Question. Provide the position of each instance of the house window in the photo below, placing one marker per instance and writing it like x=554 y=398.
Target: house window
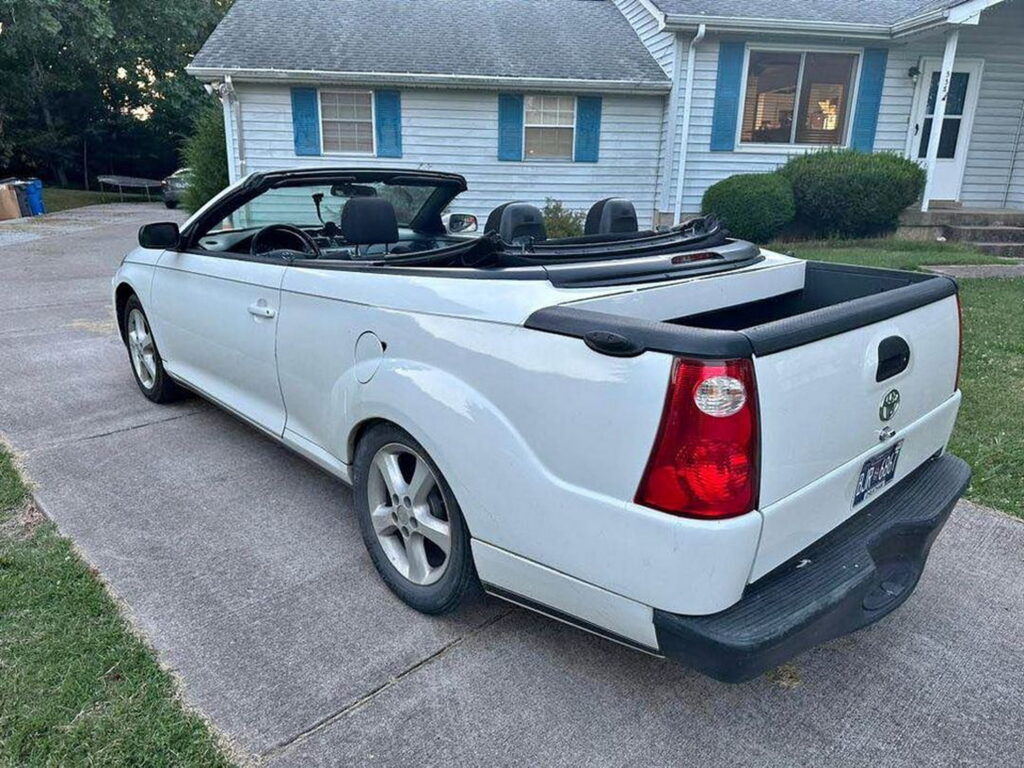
x=549 y=126
x=798 y=97
x=347 y=121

**PROBLEM STATEMENT**
Write every row above as a two-column CSV with the header request,points, one line per row, putting the row's text under request and its answer under points. Quote each field, replace line breaks with spaces, and leave the pictures out.

**EXERCISE RESPONSE**
request,points
"Question. Provide the position of each instance of the house window in the photo below, placing one marker per instance and writing it like x=554 y=398. Target: house window","x=549 y=126 x=798 y=97 x=347 y=121"